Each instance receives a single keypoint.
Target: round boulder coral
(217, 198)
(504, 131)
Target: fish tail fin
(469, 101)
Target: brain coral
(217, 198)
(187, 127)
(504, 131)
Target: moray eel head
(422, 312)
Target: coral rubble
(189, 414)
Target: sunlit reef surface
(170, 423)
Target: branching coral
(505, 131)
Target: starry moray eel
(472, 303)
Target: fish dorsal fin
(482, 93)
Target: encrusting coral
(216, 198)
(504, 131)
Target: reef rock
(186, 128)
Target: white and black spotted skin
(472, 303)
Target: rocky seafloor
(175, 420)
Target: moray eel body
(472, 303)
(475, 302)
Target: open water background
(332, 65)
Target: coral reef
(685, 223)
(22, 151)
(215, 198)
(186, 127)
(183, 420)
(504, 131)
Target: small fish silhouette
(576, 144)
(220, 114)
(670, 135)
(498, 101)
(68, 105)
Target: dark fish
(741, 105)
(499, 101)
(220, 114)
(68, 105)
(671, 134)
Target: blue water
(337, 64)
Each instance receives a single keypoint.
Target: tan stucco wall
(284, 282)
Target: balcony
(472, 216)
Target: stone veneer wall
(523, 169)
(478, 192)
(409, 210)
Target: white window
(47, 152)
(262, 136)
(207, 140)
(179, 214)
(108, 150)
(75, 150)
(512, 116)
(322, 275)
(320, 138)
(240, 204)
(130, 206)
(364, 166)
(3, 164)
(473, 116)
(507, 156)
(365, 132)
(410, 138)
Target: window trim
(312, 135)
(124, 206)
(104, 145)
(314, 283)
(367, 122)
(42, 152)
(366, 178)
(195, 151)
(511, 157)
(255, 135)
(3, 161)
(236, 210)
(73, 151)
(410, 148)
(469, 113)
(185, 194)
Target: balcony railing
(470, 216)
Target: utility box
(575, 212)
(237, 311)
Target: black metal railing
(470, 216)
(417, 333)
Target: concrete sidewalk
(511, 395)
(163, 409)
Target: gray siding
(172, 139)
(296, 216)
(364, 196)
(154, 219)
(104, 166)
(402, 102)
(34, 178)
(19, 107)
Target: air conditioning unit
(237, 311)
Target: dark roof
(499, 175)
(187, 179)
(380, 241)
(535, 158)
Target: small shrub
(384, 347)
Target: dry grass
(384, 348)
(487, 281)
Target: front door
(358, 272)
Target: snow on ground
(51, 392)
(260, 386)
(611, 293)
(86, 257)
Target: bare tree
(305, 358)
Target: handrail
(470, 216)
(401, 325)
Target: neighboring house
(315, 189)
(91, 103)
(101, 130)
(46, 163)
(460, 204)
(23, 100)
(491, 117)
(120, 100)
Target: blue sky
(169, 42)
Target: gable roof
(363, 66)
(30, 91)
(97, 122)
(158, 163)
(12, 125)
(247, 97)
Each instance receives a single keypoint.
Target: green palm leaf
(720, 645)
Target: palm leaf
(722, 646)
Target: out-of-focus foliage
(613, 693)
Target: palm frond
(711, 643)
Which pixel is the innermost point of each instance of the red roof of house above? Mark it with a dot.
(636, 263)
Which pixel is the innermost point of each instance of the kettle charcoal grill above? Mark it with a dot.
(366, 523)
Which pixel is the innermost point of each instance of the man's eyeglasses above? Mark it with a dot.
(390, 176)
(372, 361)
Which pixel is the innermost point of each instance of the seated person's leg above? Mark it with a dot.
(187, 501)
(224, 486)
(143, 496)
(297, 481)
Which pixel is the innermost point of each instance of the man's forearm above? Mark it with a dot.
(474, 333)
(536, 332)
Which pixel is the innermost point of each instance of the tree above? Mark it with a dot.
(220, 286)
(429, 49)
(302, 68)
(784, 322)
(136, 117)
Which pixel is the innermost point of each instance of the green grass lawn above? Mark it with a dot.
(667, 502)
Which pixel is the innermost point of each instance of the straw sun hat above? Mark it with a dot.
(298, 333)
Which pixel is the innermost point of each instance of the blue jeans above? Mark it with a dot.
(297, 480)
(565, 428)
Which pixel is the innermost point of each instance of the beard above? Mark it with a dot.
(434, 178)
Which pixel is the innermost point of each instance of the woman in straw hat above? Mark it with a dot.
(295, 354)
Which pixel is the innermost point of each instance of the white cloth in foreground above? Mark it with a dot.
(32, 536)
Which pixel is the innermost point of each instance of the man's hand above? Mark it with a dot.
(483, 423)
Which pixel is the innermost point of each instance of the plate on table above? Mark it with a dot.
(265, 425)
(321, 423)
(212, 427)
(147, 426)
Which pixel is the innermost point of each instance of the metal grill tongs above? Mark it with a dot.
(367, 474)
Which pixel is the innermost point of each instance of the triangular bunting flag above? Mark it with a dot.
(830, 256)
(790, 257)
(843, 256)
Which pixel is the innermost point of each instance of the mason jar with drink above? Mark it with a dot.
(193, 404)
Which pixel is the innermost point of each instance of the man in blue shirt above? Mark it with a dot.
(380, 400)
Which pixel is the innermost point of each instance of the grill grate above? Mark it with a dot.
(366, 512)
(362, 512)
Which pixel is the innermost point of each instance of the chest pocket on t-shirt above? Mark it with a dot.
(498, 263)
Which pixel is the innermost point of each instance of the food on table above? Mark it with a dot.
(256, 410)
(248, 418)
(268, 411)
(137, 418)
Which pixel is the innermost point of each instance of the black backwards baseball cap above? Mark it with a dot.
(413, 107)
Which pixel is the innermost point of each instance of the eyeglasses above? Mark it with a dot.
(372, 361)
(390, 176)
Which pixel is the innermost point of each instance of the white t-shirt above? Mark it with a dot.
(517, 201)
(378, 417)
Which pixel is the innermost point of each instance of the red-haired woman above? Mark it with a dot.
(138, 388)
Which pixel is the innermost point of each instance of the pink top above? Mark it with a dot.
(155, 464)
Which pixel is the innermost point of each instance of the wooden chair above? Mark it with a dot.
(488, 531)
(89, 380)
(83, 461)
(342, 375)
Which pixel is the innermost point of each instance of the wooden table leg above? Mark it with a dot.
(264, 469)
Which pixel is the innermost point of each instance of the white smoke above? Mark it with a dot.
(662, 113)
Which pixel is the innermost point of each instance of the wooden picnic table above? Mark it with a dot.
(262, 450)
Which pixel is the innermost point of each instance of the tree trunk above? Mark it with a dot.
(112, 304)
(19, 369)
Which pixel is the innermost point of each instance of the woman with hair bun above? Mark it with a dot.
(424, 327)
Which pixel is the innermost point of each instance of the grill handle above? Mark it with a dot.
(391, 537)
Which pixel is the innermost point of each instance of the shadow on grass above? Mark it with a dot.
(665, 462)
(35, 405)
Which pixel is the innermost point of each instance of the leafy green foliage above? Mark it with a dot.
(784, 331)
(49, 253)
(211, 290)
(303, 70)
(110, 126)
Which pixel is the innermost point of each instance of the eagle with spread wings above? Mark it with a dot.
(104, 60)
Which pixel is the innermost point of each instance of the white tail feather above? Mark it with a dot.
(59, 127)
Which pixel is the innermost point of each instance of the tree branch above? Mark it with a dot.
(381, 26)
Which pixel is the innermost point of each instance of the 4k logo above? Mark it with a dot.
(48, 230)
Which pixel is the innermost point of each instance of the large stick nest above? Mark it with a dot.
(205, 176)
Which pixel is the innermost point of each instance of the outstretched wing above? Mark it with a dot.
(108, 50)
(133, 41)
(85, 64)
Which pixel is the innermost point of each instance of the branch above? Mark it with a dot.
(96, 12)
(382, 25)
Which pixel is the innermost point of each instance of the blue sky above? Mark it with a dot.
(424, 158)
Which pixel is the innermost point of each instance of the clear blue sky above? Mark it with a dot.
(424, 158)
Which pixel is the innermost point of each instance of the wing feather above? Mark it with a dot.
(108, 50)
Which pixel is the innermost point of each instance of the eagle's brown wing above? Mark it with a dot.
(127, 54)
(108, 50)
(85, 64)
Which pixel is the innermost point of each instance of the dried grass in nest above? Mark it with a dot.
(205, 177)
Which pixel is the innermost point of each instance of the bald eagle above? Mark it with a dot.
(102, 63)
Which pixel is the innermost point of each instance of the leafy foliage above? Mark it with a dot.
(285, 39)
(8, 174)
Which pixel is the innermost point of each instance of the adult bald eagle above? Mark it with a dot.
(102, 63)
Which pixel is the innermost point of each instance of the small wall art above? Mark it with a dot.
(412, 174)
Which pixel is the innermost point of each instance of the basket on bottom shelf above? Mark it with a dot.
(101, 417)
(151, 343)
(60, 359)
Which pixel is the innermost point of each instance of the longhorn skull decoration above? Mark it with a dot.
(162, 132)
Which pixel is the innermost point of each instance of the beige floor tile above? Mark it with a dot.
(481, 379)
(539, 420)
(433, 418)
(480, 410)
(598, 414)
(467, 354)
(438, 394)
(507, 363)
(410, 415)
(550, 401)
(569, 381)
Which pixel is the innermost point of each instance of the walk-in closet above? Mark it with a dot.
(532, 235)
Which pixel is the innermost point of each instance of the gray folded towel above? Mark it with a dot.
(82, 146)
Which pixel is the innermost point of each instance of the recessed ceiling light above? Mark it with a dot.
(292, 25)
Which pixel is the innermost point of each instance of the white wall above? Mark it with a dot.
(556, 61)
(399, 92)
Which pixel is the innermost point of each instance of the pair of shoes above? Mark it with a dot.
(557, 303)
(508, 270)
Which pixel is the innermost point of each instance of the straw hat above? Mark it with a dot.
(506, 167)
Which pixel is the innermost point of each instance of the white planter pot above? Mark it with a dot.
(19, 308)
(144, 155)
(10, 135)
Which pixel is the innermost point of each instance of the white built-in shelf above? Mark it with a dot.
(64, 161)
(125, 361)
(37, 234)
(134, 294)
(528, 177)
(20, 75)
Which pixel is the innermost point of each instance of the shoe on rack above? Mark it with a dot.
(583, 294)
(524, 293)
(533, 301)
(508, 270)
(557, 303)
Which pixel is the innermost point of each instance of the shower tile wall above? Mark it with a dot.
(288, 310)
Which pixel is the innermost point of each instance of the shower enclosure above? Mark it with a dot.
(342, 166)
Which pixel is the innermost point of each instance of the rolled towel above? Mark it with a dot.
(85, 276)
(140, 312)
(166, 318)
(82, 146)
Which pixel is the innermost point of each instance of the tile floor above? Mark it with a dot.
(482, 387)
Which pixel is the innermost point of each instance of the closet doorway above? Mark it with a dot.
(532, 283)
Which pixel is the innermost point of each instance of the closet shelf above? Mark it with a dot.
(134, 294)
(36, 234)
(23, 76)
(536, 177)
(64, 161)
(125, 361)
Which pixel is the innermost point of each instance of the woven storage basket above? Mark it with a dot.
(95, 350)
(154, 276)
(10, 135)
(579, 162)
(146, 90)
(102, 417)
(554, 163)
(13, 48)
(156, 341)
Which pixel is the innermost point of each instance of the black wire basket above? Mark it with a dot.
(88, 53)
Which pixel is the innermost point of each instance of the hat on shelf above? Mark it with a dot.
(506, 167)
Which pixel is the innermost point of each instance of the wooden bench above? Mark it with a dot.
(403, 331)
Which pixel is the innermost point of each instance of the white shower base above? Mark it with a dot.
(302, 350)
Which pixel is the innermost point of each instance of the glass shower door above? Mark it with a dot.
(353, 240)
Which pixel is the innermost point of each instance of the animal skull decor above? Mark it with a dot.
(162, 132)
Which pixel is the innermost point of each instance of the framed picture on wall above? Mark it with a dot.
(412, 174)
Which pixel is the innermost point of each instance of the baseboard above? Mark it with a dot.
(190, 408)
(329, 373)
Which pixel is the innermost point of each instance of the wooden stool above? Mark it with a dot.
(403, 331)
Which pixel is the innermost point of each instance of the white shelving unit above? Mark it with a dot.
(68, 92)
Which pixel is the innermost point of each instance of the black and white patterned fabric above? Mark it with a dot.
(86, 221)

• • •

| TAREA |
Reproduce sin cambios las líneas que comienzan en la que contiene "baseboard above? Mark it with a dot." y terminan en la última línea de arriba, ambas incluidas.

| SOLUCIÓN |
Which pixel is the innermost point of each instance of the baseboard above? Mark it with a dot.
(190, 408)
(329, 373)
Which pixel is the innermost point of each instance of the wooden stool above? Mark it with a dot.
(403, 331)
Which pixel is the innermost point of each instance of the white shelving unit above? Mark it with a dot.
(68, 92)
Which pixel is the innermost point of each instance of the black and white patterned fabric above? Mark it with a dot.
(86, 221)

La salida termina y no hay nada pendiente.